### 提供テキスト
___
説明

無線通信機器

【課題】 広いグランドと安定した特性を得られるアンテナを有する無線通信機器を提供する。
【解決手段】アンテナシステムを持つ無線通信機器の有する液晶ディスプレイ3をグランド板とし、グランド板である前記液晶ディスプレイ3の外枠6の一部を加工して所望のインピーダンスのスロットアンテナ10を形成した。

【発明の詳細な説明】
【技術分野】
【0001】
本発明は、アンテナシステムを有する無線通信機器に関するものである。
【背景技術】
【0002】
無線通信システムを組み込んだノート型のパーソナルコンピュータ、携帯電話機など無線通信機器の普及に伴い、様々な形態のアンテナが提案されている。
例えば、特許文献1には、薄板状のスロットアンテナを、金属製のステーを介して表示パネルの金属製額縁にネジ取り付ける構造が開示されている。特許文献1のスロットアンテナは、外形形状が矩形でその中央部にスロットが形成されて略ロ時状をなしており、互いに所定間隔を隔てた送受信部およびグランド部と、これら送受信部とグランド部をその両端で接続する接続部とから形成される。
【特許文献1】特開平2002−84117号公報
【発明の開示】
【発明が解決しようとする課題】
【0003】
特許文献1のスロットアンテナは、全体が比較的小さい小片であり、したがってアンテナのグランド部の面積も非常に小さく、アンテナとしての十分な性能が得られない。
また、スロットアンテナ単体で所望のインピーダンスが得られるように設計・製作しても、スロットアンテナが、ステーを介して表示パネルの金属製額縁に取り付けられることでアンテナのインピーダンスが変化し、期待したアンテナ特性が得られなくなる。
しかも、スロットアンテナを、ネジで固定する構造であるため、スロットアンテナとステーとの接触状態、及びステーと表示パネルとの接触状態が変化する場合がある。つまり、ネジの緩みや取付け不良などによって、前記接触状態が不安定となって、結果としてアンテナ特性も不安定となる。
さらに、別体のスロットアンテナをネジで表示パネルに固定する構造であるため、多数のスロットアンテナを設ける場合には、組立作業が煩雑となってしまう。
【0004】
そこで、本発明は広いグランドと安定した特性を得られるアンテナを有する無線通信機器を提供することを目的とする。
また、本発明の他の目的は、人体がアンテナに与える影響を低減することなどである。
【課題を解決するための手段】
【0005】
本発明は、アンテナシステムを持つ無線通信機器の有する導電体板をグランド板とし、グランド板である前記導電体板の一部を加工して所望のインピーダンスのアンテナを形成したことを特徴とする無線通信機器である。
前記導電板は、無線通信機器が有する部材であって、液晶ディスプレイ、無線通信機器の筐体、又は電子回路基板など実質的に導電体とみなすことができるものであればよい。
___
### 指示 1
レコードのうち、"Goal: detect all instances of blue"を含む行から"(380, 462), (532, 530)"を含む行まで（両端の行を含む）を、"bounding box"を"rectangle"に置き換えて書き直してください。それ以外の部分は変えないこと。

### データセットのレコード
___
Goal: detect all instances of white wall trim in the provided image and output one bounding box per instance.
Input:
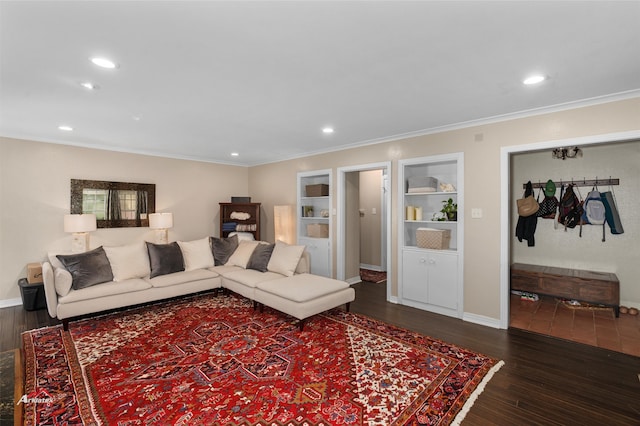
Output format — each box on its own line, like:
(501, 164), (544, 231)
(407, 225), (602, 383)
(500, 129), (640, 329)
(462, 312), (502, 328)
(336, 161), (393, 301)
(0, 297), (22, 309)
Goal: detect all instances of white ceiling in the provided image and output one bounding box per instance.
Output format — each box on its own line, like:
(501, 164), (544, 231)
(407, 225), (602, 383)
(0, 0), (640, 165)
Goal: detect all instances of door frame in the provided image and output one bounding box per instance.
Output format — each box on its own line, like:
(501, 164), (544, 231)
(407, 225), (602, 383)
(336, 161), (393, 300)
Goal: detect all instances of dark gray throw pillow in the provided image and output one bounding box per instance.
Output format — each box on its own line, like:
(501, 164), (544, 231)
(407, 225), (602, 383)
(211, 235), (238, 266)
(247, 244), (276, 272)
(147, 241), (184, 278)
(56, 246), (113, 290)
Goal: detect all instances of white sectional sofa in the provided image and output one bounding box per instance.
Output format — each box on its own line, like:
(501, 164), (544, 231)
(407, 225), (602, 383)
(42, 237), (355, 330)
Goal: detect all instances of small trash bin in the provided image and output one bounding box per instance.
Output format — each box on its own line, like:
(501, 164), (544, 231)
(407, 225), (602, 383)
(18, 278), (47, 311)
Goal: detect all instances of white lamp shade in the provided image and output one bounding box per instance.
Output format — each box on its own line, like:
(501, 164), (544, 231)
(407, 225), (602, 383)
(64, 214), (96, 233)
(149, 213), (173, 229)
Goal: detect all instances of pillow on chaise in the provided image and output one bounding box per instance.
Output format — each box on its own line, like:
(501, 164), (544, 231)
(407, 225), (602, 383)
(227, 240), (260, 269)
(56, 246), (113, 290)
(146, 241), (184, 278)
(104, 242), (151, 281)
(178, 237), (214, 271)
(267, 241), (304, 277)
(247, 243), (275, 272)
(211, 235), (238, 266)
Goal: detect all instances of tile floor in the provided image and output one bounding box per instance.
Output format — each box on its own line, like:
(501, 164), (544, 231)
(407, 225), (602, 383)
(509, 294), (640, 357)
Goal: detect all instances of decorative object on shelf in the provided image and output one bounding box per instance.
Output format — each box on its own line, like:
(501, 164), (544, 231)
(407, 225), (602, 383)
(416, 228), (451, 250)
(229, 212), (251, 220)
(149, 213), (173, 244)
(440, 182), (456, 192)
(440, 198), (458, 222)
(305, 183), (329, 197)
(64, 214), (97, 253)
(273, 205), (296, 244)
(219, 202), (261, 240)
(551, 146), (582, 160)
(407, 176), (438, 194)
(231, 197), (251, 204)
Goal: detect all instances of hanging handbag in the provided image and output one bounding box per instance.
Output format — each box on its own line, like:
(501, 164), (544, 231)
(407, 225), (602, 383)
(536, 188), (558, 219)
(516, 181), (540, 217)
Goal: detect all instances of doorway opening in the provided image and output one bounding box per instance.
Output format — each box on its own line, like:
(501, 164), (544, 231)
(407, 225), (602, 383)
(500, 131), (640, 355)
(336, 162), (391, 299)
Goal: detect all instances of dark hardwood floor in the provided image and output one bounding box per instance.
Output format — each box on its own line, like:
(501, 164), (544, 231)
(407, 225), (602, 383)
(0, 283), (640, 425)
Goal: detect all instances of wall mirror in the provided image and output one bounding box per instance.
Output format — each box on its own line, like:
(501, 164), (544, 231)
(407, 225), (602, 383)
(70, 179), (156, 228)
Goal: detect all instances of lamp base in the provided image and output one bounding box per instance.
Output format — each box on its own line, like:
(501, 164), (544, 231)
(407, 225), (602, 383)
(155, 229), (169, 244)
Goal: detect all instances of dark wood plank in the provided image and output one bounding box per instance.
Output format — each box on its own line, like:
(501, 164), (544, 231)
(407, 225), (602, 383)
(0, 283), (640, 425)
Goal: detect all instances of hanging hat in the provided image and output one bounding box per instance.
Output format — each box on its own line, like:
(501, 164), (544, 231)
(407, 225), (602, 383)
(544, 179), (556, 197)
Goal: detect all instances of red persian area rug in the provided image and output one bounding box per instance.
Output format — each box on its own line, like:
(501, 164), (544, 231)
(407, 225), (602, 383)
(22, 294), (502, 425)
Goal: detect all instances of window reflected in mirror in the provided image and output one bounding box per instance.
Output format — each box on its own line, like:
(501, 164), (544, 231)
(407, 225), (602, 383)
(71, 179), (155, 228)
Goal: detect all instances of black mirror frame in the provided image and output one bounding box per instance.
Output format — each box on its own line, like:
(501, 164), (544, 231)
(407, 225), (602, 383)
(70, 179), (156, 228)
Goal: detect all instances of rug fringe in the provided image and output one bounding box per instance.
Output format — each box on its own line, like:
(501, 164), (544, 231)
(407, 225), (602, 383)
(451, 361), (504, 426)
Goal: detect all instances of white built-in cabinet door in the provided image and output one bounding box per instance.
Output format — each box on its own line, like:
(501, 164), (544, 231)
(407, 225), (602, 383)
(402, 249), (458, 310)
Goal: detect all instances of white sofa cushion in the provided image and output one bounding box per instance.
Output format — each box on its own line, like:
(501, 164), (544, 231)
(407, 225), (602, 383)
(104, 242), (151, 282)
(145, 269), (218, 287)
(227, 240), (260, 268)
(267, 241), (304, 277)
(58, 278), (151, 304)
(223, 269), (283, 288)
(256, 274), (349, 303)
(178, 237), (213, 271)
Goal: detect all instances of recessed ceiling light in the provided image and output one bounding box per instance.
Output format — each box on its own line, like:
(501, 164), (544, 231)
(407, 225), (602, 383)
(522, 74), (546, 86)
(91, 58), (118, 69)
(80, 81), (100, 90)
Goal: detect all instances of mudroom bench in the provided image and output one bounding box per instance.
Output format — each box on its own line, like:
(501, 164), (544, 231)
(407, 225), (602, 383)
(511, 263), (620, 317)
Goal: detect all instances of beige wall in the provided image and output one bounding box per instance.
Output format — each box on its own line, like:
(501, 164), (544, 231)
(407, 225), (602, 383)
(511, 141), (640, 306)
(0, 138), (248, 303)
(249, 98), (640, 319)
(0, 98), (640, 319)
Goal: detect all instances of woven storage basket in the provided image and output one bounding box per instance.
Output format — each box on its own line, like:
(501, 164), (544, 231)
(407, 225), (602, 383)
(416, 228), (451, 250)
(307, 223), (329, 238)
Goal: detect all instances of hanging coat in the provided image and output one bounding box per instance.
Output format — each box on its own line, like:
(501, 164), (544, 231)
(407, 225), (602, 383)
(516, 181), (538, 247)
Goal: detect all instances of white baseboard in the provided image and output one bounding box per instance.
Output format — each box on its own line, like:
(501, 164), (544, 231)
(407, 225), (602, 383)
(0, 297), (22, 309)
(462, 312), (500, 328)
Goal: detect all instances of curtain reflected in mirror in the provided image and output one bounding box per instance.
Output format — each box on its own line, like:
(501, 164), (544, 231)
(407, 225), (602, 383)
(70, 179), (156, 228)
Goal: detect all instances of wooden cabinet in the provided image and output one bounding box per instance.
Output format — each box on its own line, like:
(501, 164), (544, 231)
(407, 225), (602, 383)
(220, 203), (262, 240)
(398, 153), (464, 318)
(297, 170), (333, 277)
(511, 263), (620, 316)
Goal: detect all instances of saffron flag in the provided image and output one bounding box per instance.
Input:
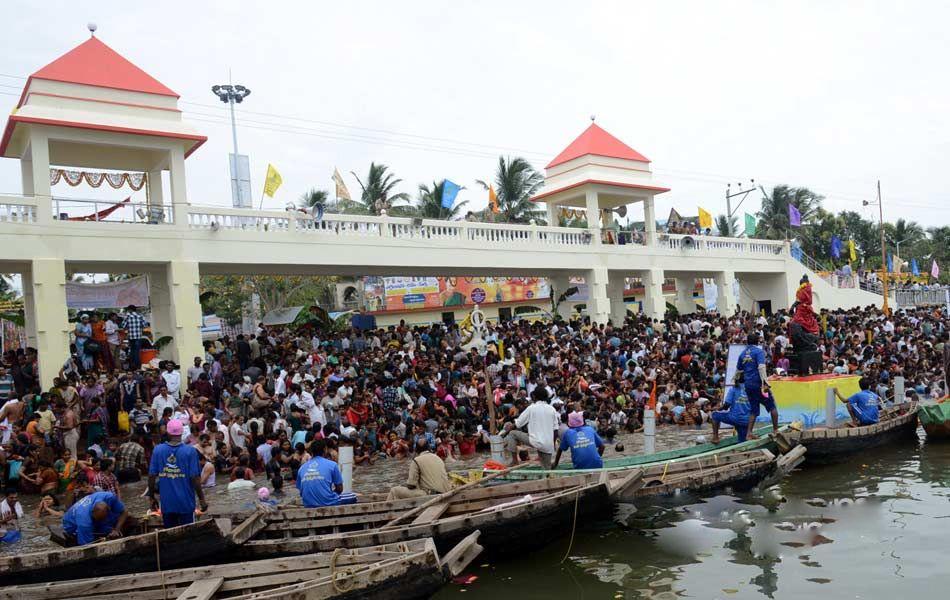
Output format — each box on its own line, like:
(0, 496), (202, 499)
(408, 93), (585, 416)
(831, 235), (841, 258)
(698, 206), (722, 233)
(745, 213), (755, 237)
(333, 167), (353, 200)
(442, 179), (462, 208)
(788, 204), (802, 227)
(488, 185), (501, 215)
(264, 164), (284, 198)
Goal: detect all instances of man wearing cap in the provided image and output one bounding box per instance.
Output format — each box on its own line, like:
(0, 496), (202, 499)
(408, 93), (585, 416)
(148, 419), (208, 527)
(552, 411), (604, 469)
(734, 333), (778, 440)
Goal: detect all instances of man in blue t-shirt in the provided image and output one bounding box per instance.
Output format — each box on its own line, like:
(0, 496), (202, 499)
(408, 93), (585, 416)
(63, 492), (129, 546)
(297, 439), (356, 508)
(711, 373), (749, 444)
(736, 332), (778, 440)
(148, 419), (208, 527)
(835, 377), (881, 427)
(552, 411), (604, 469)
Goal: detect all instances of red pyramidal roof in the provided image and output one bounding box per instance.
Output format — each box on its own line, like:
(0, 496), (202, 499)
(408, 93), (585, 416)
(545, 123), (650, 169)
(30, 37), (178, 98)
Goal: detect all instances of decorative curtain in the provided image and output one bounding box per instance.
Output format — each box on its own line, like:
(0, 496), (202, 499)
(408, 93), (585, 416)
(49, 169), (145, 192)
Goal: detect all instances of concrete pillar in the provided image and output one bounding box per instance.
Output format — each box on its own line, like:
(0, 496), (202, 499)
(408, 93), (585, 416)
(23, 258), (71, 390)
(586, 190), (600, 245)
(168, 147), (188, 228)
(641, 269), (666, 320)
(584, 267), (610, 323)
(149, 260), (204, 365)
(607, 271), (627, 327)
(548, 273), (573, 321)
(715, 271), (736, 316)
(27, 129), (52, 224)
(676, 277), (696, 315)
(643, 197), (656, 246)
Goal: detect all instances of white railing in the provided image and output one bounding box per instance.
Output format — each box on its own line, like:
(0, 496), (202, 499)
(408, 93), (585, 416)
(52, 198), (175, 225)
(0, 196), (36, 223)
(657, 233), (785, 255)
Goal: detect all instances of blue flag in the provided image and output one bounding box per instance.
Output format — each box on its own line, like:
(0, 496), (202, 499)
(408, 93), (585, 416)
(831, 235), (841, 258)
(442, 179), (462, 208)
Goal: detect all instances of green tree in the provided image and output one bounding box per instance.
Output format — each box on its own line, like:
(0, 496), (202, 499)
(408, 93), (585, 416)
(345, 163), (409, 215)
(755, 184), (824, 240)
(412, 179), (468, 221)
(478, 156), (544, 223)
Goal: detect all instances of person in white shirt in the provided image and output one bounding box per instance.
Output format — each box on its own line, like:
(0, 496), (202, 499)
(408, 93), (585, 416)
(502, 387), (561, 469)
(159, 361), (181, 400)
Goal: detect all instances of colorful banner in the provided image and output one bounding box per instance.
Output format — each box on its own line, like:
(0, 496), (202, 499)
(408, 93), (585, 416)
(363, 277), (551, 311)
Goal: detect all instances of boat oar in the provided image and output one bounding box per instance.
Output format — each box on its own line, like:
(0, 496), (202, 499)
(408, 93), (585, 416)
(380, 462), (532, 530)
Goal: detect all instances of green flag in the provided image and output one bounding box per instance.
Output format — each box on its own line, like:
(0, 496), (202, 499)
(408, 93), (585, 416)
(745, 213), (755, 237)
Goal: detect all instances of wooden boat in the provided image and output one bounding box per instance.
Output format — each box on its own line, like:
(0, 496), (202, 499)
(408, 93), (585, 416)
(0, 519), (231, 585)
(232, 470), (641, 558)
(501, 425), (792, 481)
(0, 531), (481, 600)
(789, 402), (918, 464)
(917, 396), (950, 441)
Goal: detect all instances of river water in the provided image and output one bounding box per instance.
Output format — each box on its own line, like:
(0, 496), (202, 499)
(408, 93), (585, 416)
(436, 430), (950, 600)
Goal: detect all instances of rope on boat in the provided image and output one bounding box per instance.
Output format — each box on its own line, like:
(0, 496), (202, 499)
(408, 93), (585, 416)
(558, 490), (581, 564)
(330, 548), (354, 594)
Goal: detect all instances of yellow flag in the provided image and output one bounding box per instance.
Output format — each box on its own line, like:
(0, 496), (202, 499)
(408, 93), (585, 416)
(333, 168), (353, 200)
(699, 207), (712, 229)
(264, 164), (284, 198)
(488, 186), (501, 214)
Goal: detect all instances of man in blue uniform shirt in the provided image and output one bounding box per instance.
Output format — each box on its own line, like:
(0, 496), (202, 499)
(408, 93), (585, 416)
(552, 411), (604, 469)
(712, 373), (749, 444)
(148, 419), (208, 527)
(63, 492), (129, 546)
(297, 440), (356, 508)
(736, 333), (778, 440)
(835, 377), (881, 427)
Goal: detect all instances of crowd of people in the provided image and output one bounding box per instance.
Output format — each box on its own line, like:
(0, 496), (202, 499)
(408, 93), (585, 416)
(0, 300), (950, 534)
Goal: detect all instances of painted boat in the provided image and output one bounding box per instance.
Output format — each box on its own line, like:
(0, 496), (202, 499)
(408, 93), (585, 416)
(233, 470), (642, 558)
(500, 425), (793, 481)
(790, 402), (918, 464)
(917, 396), (950, 441)
(0, 531), (481, 600)
(0, 519), (231, 585)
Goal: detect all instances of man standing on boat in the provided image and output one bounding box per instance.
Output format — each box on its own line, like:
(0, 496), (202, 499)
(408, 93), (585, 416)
(733, 333), (778, 440)
(388, 438), (452, 500)
(711, 371), (750, 444)
(297, 439), (356, 508)
(63, 492), (129, 546)
(502, 386), (561, 469)
(148, 419), (208, 527)
(834, 377), (880, 427)
(552, 411), (604, 469)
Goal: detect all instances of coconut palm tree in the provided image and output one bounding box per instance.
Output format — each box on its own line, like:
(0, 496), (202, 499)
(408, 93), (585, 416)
(478, 156), (544, 223)
(346, 163), (409, 215)
(755, 184), (824, 240)
(412, 179), (468, 221)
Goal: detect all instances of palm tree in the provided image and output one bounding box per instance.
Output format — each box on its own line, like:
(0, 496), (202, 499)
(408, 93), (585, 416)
(755, 185), (824, 240)
(412, 179), (468, 221)
(346, 163), (409, 215)
(478, 156), (544, 223)
(714, 215), (739, 237)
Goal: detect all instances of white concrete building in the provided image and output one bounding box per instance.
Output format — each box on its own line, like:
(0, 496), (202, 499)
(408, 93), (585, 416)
(0, 37), (881, 386)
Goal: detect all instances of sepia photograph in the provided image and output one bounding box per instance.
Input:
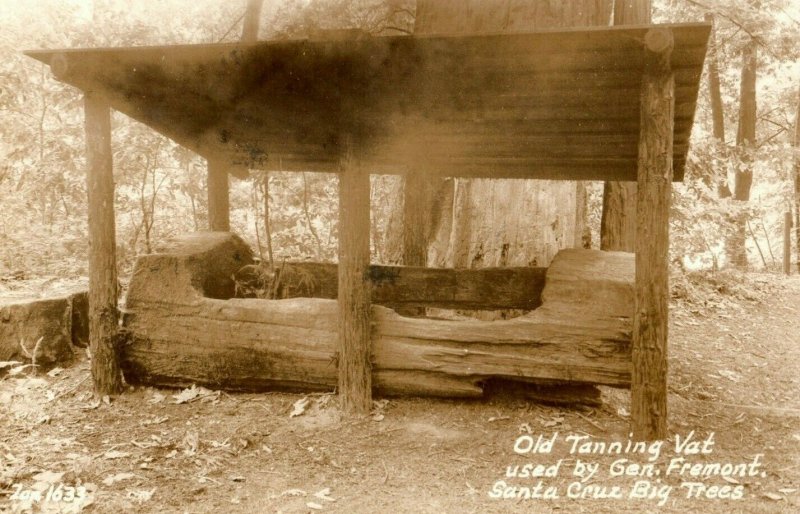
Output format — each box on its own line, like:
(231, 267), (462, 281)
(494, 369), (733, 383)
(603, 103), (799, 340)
(0, 0), (800, 514)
___
### 指示 2
提供テキストによると、特許文献1のスロットアンテナは、何を介して表示パネルのどこに取り付けられるか。

### 実行結果 1
Goal: detect all instances of blue flag in the provided image and output one rectangle per instance.
Output format — each box on its own line, like:
(0, 496), (202, 499)
(408, 93), (585, 416)
(831, 235), (841, 258)
(442, 179), (462, 208)
Goal: detect all instances of green tree in the provided image and output one rectangle per instance.
Output format — each box on its own line, like:
(0, 496), (202, 499)
(408, 93), (585, 416)
(345, 163), (409, 215)
(755, 184), (824, 240)
(412, 179), (468, 221)
(478, 156), (544, 223)
Goal: detect all instances of person in white shirt in the provided image and output one rectangle per instance.
Output format — each box on its own line, like:
(0, 496), (202, 499)
(408, 93), (585, 416)
(502, 387), (561, 469)
(159, 361), (181, 400)
Goal: detect all instances of colorful banner in the provided image and output one rectangle per instance.
Output format — each box on its own line, like:
(0, 496), (202, 499)
(408, 93), (585, 416)
(363, 277), (551, 311)
Goal: detect all instances of boat oar in the provided image and output one rectangle per instance.
Output format — each box on its own line, like:
(0, 496), (202, 499)
(408, 93), (585, 416)
(380, 462), (532, 530)

### 実行結果 2
金属製のステーを介して、表示パネルの金属製額縁にネジで取り付けられる。